__Set task__
Which of the lines below contain the string "child"? Copy each of those lines in full.

*-*-*

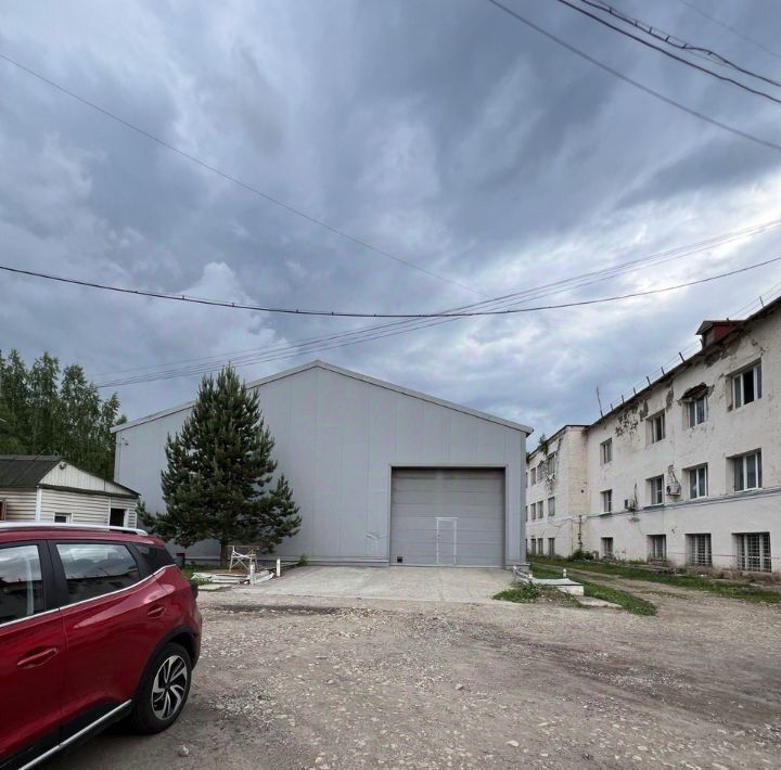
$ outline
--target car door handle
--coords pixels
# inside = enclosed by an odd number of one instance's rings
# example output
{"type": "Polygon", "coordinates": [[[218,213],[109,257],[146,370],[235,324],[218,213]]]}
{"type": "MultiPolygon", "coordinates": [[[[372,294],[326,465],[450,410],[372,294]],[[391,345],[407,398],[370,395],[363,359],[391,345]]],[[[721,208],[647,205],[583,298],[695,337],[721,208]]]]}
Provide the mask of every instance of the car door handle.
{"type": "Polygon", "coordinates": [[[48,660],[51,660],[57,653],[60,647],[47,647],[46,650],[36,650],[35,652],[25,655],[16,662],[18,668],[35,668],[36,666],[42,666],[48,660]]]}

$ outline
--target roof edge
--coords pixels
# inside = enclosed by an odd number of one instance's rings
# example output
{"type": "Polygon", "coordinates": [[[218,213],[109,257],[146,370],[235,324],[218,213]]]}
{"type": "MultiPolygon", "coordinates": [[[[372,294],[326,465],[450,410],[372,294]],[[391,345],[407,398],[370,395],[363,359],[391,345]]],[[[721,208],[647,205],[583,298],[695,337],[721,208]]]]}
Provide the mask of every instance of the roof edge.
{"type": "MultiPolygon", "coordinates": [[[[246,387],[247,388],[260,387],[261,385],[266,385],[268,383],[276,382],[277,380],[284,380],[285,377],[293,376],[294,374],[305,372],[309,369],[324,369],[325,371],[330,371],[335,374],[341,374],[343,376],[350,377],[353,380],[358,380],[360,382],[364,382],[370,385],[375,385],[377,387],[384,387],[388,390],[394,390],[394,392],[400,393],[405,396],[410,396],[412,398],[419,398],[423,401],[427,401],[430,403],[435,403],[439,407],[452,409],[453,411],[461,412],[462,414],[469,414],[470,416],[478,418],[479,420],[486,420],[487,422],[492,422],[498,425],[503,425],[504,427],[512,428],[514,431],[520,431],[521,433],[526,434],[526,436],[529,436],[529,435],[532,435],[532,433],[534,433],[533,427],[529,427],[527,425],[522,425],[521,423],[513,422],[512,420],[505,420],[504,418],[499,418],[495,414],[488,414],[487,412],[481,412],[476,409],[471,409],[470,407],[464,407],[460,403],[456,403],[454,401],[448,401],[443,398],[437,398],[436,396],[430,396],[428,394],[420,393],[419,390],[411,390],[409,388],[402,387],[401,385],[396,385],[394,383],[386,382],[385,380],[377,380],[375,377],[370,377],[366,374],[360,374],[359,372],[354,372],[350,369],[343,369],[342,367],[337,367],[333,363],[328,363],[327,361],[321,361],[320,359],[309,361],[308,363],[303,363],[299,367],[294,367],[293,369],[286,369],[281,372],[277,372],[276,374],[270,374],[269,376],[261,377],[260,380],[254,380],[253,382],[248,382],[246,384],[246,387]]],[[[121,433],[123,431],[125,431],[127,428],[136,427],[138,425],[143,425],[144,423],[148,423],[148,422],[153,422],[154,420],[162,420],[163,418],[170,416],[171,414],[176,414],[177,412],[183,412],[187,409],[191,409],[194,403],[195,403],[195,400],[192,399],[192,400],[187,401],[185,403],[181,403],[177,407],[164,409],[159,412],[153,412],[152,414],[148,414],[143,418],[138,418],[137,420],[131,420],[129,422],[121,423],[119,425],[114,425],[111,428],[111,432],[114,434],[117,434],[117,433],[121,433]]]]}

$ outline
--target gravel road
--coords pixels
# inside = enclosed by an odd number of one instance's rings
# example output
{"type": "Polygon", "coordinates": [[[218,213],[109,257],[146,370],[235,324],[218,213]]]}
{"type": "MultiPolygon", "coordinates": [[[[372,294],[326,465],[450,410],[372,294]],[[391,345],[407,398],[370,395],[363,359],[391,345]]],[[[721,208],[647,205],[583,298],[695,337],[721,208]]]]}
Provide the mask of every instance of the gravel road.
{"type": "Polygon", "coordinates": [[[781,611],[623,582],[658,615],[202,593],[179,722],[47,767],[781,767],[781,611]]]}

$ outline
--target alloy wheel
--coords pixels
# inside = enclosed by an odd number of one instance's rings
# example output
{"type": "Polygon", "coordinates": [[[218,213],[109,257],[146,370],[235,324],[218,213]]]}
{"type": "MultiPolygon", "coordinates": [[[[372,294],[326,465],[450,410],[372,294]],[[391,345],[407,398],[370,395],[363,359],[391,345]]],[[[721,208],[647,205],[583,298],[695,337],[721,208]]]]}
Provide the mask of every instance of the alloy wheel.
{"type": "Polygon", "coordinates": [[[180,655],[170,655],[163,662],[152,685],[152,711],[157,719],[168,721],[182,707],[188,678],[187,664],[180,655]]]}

*-*-*

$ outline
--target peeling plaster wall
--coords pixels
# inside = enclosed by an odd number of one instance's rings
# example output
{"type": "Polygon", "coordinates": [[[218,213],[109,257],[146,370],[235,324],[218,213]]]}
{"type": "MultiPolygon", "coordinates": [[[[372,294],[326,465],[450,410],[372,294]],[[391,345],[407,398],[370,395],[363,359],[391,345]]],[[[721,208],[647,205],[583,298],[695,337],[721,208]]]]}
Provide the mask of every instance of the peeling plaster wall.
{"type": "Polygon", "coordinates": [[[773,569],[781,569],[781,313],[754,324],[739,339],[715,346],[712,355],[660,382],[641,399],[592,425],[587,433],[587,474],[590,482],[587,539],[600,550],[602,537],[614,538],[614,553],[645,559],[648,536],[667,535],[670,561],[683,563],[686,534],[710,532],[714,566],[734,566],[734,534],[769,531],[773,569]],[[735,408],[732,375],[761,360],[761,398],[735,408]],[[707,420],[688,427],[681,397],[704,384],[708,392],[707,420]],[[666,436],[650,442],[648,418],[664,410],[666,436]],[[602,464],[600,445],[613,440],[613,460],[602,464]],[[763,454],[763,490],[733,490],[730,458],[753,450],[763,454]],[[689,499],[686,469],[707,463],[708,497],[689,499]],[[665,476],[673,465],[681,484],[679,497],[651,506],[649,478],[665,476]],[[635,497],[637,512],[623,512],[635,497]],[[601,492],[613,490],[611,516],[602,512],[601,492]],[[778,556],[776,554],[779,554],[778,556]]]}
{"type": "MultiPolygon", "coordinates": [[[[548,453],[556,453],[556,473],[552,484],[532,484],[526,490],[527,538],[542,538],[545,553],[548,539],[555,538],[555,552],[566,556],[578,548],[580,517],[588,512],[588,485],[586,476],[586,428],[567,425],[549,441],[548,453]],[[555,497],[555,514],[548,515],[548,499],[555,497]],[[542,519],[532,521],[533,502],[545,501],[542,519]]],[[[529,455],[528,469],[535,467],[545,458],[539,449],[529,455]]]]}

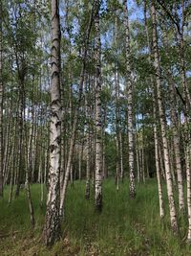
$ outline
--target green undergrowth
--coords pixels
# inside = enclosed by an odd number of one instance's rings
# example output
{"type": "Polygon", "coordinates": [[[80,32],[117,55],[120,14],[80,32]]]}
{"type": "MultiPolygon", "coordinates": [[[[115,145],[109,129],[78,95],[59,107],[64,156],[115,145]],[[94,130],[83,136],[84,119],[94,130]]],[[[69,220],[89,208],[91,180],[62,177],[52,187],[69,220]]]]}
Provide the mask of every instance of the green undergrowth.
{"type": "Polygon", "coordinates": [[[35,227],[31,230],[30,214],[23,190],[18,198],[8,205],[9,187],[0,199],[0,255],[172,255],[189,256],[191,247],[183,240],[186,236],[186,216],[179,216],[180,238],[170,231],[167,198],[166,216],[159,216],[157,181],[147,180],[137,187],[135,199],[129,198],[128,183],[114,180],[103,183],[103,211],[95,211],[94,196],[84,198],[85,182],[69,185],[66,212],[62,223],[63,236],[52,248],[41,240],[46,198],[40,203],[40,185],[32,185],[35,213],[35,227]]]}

*-*-*

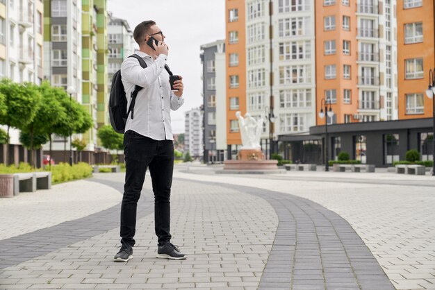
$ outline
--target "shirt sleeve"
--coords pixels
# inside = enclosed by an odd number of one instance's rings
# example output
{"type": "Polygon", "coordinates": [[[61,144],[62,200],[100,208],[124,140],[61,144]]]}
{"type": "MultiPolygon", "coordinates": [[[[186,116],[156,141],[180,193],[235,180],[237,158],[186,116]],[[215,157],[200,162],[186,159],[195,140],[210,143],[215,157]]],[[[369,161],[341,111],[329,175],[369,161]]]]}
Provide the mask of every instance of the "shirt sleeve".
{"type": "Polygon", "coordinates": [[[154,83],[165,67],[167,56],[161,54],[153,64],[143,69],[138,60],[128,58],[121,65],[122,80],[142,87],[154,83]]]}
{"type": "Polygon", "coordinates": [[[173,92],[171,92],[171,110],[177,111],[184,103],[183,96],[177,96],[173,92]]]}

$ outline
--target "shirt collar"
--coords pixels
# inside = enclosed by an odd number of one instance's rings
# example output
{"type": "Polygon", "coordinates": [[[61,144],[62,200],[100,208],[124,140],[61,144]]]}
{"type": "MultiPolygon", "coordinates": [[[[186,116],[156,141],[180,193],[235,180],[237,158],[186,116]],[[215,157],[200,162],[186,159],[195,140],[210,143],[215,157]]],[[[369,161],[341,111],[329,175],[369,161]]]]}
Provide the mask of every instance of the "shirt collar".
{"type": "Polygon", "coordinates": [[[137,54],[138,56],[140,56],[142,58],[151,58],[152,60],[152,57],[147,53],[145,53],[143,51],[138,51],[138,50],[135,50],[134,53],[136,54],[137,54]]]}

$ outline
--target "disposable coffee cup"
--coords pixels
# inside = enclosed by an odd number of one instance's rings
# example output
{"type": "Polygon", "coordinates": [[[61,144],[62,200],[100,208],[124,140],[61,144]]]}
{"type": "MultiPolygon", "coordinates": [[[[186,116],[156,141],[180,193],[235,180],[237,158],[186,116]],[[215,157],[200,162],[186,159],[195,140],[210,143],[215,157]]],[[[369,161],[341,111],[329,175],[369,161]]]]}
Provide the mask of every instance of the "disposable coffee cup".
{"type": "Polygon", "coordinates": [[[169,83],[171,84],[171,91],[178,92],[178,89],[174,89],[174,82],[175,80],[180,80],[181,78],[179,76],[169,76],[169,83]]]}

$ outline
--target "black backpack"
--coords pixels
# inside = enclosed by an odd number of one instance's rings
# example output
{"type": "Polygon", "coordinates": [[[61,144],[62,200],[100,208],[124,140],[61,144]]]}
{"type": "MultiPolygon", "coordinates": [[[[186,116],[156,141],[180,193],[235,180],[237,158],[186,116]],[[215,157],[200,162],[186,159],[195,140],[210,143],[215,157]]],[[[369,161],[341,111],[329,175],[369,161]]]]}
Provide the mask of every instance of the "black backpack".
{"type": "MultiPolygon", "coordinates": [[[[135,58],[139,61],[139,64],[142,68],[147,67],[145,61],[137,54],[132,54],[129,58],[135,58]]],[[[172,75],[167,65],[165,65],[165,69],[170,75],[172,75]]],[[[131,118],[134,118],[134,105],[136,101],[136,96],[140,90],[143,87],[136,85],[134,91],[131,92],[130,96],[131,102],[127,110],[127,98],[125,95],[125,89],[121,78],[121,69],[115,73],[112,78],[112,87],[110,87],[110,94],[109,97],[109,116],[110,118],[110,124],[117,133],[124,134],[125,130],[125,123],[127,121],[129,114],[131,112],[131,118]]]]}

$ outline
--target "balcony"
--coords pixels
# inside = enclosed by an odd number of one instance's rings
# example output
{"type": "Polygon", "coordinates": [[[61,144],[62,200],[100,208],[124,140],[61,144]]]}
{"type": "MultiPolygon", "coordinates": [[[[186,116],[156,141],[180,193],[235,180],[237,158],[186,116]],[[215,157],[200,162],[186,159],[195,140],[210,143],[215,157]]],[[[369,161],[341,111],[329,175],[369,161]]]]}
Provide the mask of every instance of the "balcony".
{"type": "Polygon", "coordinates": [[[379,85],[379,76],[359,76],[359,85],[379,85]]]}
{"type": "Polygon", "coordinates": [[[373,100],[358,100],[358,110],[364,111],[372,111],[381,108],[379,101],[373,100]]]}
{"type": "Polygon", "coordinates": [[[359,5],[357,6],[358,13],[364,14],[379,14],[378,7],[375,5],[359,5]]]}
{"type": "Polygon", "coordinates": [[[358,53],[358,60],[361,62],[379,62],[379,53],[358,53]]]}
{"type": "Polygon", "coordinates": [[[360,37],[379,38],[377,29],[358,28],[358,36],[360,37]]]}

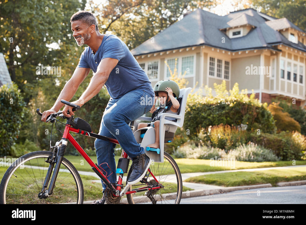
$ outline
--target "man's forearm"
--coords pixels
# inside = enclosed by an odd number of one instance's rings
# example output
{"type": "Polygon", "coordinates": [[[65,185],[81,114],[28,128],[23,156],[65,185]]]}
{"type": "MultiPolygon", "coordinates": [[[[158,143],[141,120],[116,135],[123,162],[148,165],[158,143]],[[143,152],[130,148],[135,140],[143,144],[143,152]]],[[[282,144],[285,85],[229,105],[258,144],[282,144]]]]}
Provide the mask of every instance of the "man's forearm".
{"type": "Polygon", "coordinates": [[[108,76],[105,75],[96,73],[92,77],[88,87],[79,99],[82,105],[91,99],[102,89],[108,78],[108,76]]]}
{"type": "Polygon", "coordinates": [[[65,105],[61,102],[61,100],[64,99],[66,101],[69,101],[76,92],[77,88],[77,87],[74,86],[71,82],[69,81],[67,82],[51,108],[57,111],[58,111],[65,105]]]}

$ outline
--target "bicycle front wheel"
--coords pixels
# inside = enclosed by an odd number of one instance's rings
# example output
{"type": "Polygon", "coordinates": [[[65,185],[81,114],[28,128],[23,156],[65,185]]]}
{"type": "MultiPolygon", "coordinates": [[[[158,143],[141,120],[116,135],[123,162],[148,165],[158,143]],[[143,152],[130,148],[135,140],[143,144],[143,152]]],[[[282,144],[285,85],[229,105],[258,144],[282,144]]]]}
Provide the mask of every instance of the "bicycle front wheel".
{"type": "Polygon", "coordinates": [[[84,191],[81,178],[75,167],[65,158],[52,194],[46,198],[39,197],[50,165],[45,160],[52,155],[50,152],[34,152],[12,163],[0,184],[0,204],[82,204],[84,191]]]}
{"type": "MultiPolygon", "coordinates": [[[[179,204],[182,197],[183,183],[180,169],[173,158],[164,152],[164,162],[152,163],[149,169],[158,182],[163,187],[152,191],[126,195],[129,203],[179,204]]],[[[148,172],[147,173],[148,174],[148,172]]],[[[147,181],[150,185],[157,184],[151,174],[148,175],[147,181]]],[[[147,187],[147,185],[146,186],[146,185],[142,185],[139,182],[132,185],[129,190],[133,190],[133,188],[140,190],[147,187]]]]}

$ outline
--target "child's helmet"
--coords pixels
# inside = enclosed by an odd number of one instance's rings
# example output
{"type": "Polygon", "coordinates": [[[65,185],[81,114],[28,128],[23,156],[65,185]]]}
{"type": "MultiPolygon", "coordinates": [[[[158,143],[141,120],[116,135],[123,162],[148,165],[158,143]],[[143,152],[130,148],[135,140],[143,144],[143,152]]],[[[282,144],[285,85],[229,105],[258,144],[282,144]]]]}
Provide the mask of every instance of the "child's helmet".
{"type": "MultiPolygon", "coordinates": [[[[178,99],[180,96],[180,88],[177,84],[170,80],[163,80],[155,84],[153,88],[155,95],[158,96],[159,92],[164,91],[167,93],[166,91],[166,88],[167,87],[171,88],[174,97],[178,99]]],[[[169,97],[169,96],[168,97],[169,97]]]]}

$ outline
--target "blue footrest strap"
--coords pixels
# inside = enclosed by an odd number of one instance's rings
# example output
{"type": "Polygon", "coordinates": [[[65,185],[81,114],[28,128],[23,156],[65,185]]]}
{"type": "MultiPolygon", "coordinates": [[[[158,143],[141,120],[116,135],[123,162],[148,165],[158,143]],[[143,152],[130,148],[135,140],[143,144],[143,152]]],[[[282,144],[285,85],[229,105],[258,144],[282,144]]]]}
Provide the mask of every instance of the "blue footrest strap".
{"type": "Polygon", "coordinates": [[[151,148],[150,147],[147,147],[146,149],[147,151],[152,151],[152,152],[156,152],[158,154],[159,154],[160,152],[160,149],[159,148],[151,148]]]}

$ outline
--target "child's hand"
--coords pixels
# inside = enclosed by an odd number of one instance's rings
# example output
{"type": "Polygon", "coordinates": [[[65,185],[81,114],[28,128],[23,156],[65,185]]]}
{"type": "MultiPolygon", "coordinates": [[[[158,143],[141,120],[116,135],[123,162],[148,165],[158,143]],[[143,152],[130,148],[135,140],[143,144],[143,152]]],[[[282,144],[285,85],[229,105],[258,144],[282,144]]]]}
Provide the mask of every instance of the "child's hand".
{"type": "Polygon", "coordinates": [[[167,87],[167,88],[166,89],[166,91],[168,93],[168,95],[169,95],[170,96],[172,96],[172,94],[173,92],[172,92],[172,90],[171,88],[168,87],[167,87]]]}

*-*-*

__Exercise result__
--target "child's helmet"
Provide the mask of every instance of the "child's helmet".
--target "child's hand"
Provide the mask of every instance of the "child's hand".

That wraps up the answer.